Every record must be given again word for word; no picture belongs in the copy.

(Beginning of Task input)

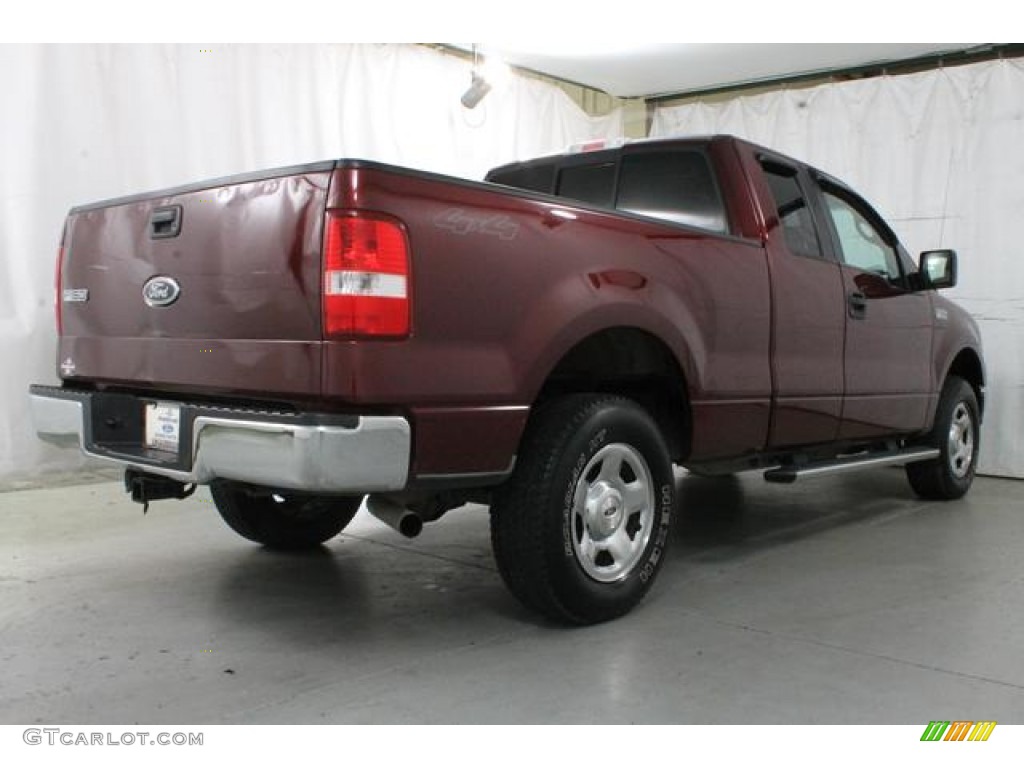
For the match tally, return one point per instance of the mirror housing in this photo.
(938, 268)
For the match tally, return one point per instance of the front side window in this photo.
(861, 244)
(794, 215)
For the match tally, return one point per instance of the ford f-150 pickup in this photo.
(549, 342)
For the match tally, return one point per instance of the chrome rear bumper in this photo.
(317, 453)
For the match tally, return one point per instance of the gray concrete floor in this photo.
(835, 600)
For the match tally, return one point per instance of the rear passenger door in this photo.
(889, 326)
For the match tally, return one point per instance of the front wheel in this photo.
(580, 530)
(955, 435)
(282, 519)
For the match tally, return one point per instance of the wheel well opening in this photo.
(633, 364)
(968, 367)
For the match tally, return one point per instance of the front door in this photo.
(888, 328)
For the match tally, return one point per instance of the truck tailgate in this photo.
(211, 288)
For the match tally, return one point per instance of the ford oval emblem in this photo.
(161, 291)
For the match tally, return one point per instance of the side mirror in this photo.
(939, 268)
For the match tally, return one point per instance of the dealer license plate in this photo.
(163, 426)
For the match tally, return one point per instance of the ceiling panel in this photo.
(650, 70)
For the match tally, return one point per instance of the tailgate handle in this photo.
(165, 222)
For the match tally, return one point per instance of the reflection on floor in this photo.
(834, 600)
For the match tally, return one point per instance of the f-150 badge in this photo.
(161, 291)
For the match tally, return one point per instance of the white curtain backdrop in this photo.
(941, 156)
(84, 123)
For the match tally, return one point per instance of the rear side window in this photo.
(534, 178)
(675, 185)
(794, 215)
(589, 183)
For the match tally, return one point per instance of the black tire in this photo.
(955, 434)
(566, 541)
(282, 519)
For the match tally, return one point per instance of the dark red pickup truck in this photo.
(549, 343)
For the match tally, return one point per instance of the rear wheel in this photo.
(580, 530)
(955, 434)
(282, 519)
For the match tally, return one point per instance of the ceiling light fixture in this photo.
(478, 86)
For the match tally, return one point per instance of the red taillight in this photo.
(57, 299)
(367, 288)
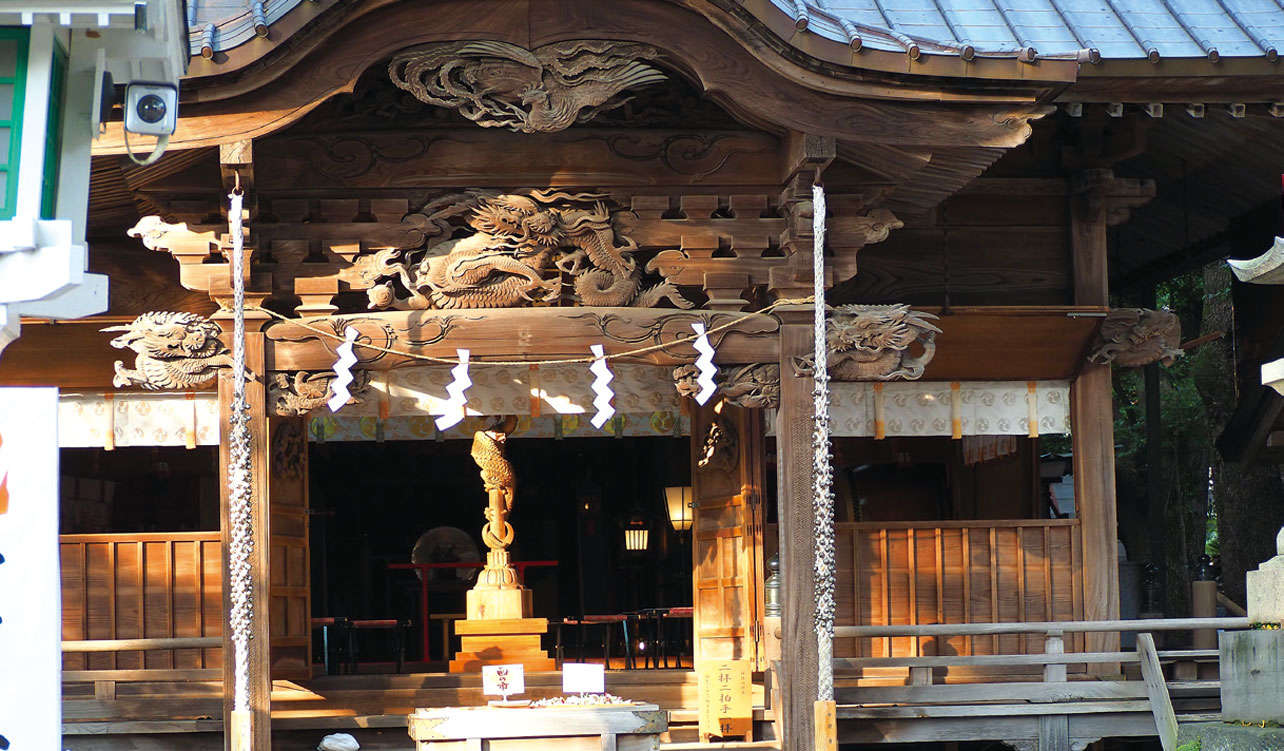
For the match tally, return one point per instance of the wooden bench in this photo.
(1049, 714)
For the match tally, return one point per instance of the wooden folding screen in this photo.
(289, 606)
(727, 533)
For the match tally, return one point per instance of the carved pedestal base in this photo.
(509, 604)
(501, 642)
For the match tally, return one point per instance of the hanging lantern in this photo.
(678, 502)
(636, 535)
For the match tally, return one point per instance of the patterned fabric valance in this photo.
(559, 389)
(551, 402)
(324, 426)
(913, 408)
(132, 419)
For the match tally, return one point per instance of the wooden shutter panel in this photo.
(727, 533)
(289, 602)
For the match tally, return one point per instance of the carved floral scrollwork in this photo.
(872, 343)
(1136, 336)
(532, 91)
(172, 351)
(519, 248)
(301, 392)
(756, 385)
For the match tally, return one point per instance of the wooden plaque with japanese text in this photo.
(726, 699)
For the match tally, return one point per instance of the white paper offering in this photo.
(502, 679)
(583, 678)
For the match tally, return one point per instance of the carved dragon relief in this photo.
(299, 392)
(872, 343)
(532, 91)
(520, 244)
(756, 385)
(720, 448)
(1136, 336)
(172, 351)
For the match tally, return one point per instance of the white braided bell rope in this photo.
(822, 471)
(239, 488)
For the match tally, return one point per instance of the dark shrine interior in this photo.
(371, 502)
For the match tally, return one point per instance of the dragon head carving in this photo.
(1138, 336)
(519, 220)
(872, 343)
(172, 351)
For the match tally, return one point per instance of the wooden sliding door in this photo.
(727, 533)
(289, 583)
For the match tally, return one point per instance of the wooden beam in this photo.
(796, 547)
(524, 334)
(1165, 719)
(260, 656)
(1093, 420)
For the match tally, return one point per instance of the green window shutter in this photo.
(53, 134)
(13, 82)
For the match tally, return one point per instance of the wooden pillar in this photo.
(796, 547)
(260, 665)
(1093, 419)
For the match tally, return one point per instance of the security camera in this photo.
(150, 109)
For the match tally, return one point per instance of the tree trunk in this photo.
(1248, 497)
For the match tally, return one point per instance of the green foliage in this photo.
(1174, 528)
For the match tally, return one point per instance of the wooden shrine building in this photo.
(528, 179)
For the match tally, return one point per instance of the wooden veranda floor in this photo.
(338, 704)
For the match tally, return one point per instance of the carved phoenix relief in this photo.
(755, 385)
(532, 91)
(301, 392)
(172, 351)
(1138, 336)
(519, 248)
(872, 343)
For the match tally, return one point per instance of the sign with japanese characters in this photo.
(726, 699)
(30, 609)
(502, 679)
(583, 678)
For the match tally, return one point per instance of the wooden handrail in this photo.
(972, 629)
(143, 645)
(958, 524)
(1038, 659)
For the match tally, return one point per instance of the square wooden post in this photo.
(799, 664)
(1093, 419)
(260, 656)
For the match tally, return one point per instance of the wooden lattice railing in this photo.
(141, 588)
(955, 573)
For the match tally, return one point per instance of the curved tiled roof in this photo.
(1050, 28)
(1089, 30)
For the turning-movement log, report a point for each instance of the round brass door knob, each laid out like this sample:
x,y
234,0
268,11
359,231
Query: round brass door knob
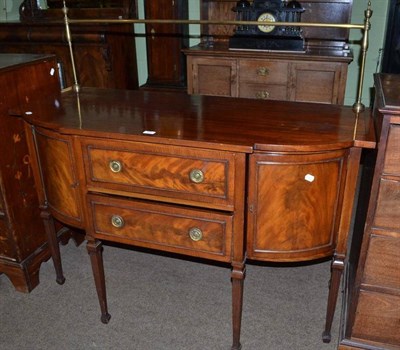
x,y
195,234
115,166
117,221
196,176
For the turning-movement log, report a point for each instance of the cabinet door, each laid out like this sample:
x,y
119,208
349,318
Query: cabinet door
x,y
59,176
212,76
294,205
318,82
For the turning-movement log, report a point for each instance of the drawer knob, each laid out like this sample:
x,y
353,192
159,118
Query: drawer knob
x,y
262,71
195,234
115,166
117,221
262,95
196,176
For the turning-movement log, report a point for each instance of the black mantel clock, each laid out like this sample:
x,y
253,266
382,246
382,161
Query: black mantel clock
x,y
267,36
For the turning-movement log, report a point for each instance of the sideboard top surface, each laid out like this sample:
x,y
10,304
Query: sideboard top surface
x,y
11,60
203,121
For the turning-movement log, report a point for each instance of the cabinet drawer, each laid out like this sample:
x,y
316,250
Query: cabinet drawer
x,y
387,208
392,154
382,265
377,318
263,92
159,170
260,71
167,227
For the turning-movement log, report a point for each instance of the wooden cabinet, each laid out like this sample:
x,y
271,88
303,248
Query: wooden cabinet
x,y
104,54
317,75
23,242
372,303
174,174
166,63
305,78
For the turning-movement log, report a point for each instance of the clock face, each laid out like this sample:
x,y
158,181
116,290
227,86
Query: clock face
x,y
269,17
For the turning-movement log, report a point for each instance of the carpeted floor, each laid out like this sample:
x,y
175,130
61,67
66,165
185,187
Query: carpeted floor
x,y
164,302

(End of Task input)

* [Exercise answer]:
For the match tally, return one point per instance of the mirror housing in this photo.
(938, 268)
For the match tally, return one point per instance of the front side window in this photo.
(861, 244)
(794, 215)
For the match tally, return one point per instance of the ford f-150 pickup in this photo.
(549, 342)
For the match tally, return one point per instance of the chrome rear bumper in this photo.
(317, 453)
For the match tally, return one point per instance of the gray concrete floor in this photo.
(835, 600)
For the match tally, return one point per instance of the rear passenger door in this photo.
(889, 326)
For the match tally, return one point per instance of the front wheel in this photo.
(580, 530)
(955, 435)
(282, 519)
For the match tally, return one point per instance of the wheel well opening in this photo.
(633, 364)
(968, 367)
For the match tally, return one point per instance of the front door in this photo.
(888, 328)
For the match tally, return one point per instance of the truck tailgate in this photo.
(211, 288)
For the match tally, return one point per instance of the ford oval emblem in this photo.
(161, 291)
For the match tally, return one point per instance of the side mirror in this photo.
(939, 268)
For the match tally, return one point per instance of the dealer license plate in this photo.
(163, 426)
For the match tally, return one point per instance of the ceiling panel in this photo.
(650, 70)
For the match tally, return one point per instance of the tailgate handle in this photo.
(165, 222)
For the match tally, return one point per instance of the reflection on floor in this photo.
(834, 600)
For the match tally, return one point per instance of the f-150 badge in this photo.
(161, 291)
For the match tally, return one point per instance of the white curtain backdrop in this photo.
(941, 156)
(84, 123)
For the match tally, return one point per instance of the rear side window in this photo.
(534, 178)
(675, 185)
(794, 215)
(589, 183)
For the match tally, return one point per instance of the black tire in this photo.
(955, 434)
(566, 541)
(282, 519)
For the match tally, return one point per instance of the dark red pickup truck in this photo.
(549, 343)
For the match tally, return one point per instance of the rear wheel in this photo.
(580, 530)
(955, 434)
(282, 519)
For the match tally, return one point per instance of the ceiling light fixture in this photo.
(478, 86)
For the match tally, return one point per instance of the red taillight in this photo.
(57, 299)
(367, 288)
For the match tally, return one point per instance of the wooden bench in this photo.
(1049, 714)
For the match tally, return one point per instance of the wooden folding screen in this photo.
(289, 606)
(727, 533)
For the match tally, return one point per instance of the carved pedestal base in this photo.
(509, 604)
(501, 642)
For the match tally, return one point per instance of the hanging lantern in this photo.
(678, 502)
(636, 535)
For the match tally, return one point per instance of the patterned fabric valance in this photo.
(559, 389)
(551, 402)
(324, 426)
(913, 408)
(132, 419)
For the match tally, return one point per instance of the wooden shutter panel in this photo.
(727, 533)
(289, 602)
For the match tally, return one point per instance of the carved floral scrollwork in this photo.
(872, 343)
(1136, 336)
(532, 91)
(172, 351)
(519, 248)
(301, 392)
(756, 385)
For the match tally, return one point per instance of the wooden plaque with japanese text in this photo.
(726, 699)
For the match tally, return one point per instance of the white paper offering in this photo.
(502, 679)
(583, 678)
For the match tally, return one point per instance of the carved dragon relief in this photo.
(299, 392)
(872, 343)
(532, 91)
(520, 244)
(756, 385)
(720, 448)
(1136, 336)
(172, 351)
For the match tally, return one point per instance of the white braided bell rope in this photo.
(822, 471)
(239, 488)
For the match tally, return one point per instance of the dark shrine interior in this photo.
(371, 502)
For the match tally, return one point per instance of the dragon head carving in this photo.
(1138, 336)
(519, 220)
(872, 343)
(172, 351)
For the match tally, return one point per instance of the wooden sliding door in this photo.
(727, 533)
(289, 583)
For the match tally, return one point per instance of the wooden beam in this photo.
(796, 547)
(524, 334)
(1165, 719)
(260, 656)
(1093, 420)
For the match tally, return one point per instance of the green window shutter in this photo.
(53, 134)
(13, 82)
For the match tally, return one point per instance of the wooden pillar in this photo.
(796, 547)
(260, 665)
(1093, 419)
For the match tally, return one point per instance of the security camera in this photo.
(150, 109)
For the match tally, return one point per instance of the tree trunk in this photo.
(1248, 497)
For the match tally, return one point per instance of the green foliage in this photo.
(1174, 528)
For the match tally, return one point per instance of the wooden shrine building in this photo.
(528, 179)
For the match tally, return one point per instance of the wooden veranda floor in this photo.
(338, 704)
For the match tally, return one point per instance of the carved phoenix relief in this photo.
(755, 385)
(532, 91)
(301, 392)
(172, 351)
(1138, 336)
(519, 248)
(872, 343)
For the match tally, return one point per instance of the sign with japanese characters in this photo.
(726, 699)
(30, 609)
(502, 679)
(583, 678)
For the match tally, return one point per instance of the wooden handrail in this photo.
(972, 629)
(143, 645)
(958, 524)
(1038, 659)
For the match tally, return one point per instance of the square wooden post in this photo.
(799, 664)
(1093, 419)
(260, 656)
For the match tally, return one point per instance of the wooden lattice railing in this photo.
(141, 588)
(955, 573)
For the match tally, return one point per instance of the curved tiled roof in this photo.
(1050, 28)
(1089, 30)
For the turning-movement log, report a point for each instance of the round brass door knob, each laid out like this sample:
x,y
234,0
268,11
359,231
Query: round brass door knob
x,y
195,234
115,166
117,221
196,176
For the turning-movement log, report a point for each instance of the cabinet door, each laid out like this sample:
x,y
119,208
349,318
Query: cabinet door
x,y
59,176
212,76
294,205
318,82
For the turning-movement log, report a point for each instance of the drawer knob, each laid out like this sample:
x,y
353,192
159,118
Query: drawer knob
x,y
262,71
195,234
115,166
117,221
262,95
196,176
For the turning-movement log, report a point for each instance of the black mantel clock, each laid out like this sample:
x,y
253,266
382,246
382,161
Query: black mantel clock
x,y
267,36
For the turning-movement log, report a point for each instance of the sideboard top surface, each laid out like this sample:
x,y
10,304
Query: sideboard top surface
x,y
11,60
203,121
For the turning-movement log, report a point for each instance of the cabinet drawer, each laid out like this sample:
x,y
316,250
Query: cabinet drawer
x,y
387,208
392,154
382,265
377,318
263,92
159,170
260,71
167,227
For the turning-movement log, report a point for each instance of the wooden cabinet, each laid out like this sample:
x,y
271,88
303,248
Query: wooden cabinet
x,y
104,54
317,75
23,242
372,303
174,174
166,63
305,78
For the turning-movement log, report a point for each instance of the clock face, each laid out like this sample:
x,y
158,181
116,290
227,86
Query: clock face
x,y
269,17
For the turning-movement log, report a point for each instance of the carpeted floor, each laid out like this sample:
x,y
175,130
61,67
66,165
185,187
Query: carpeted floor
x,y
164,302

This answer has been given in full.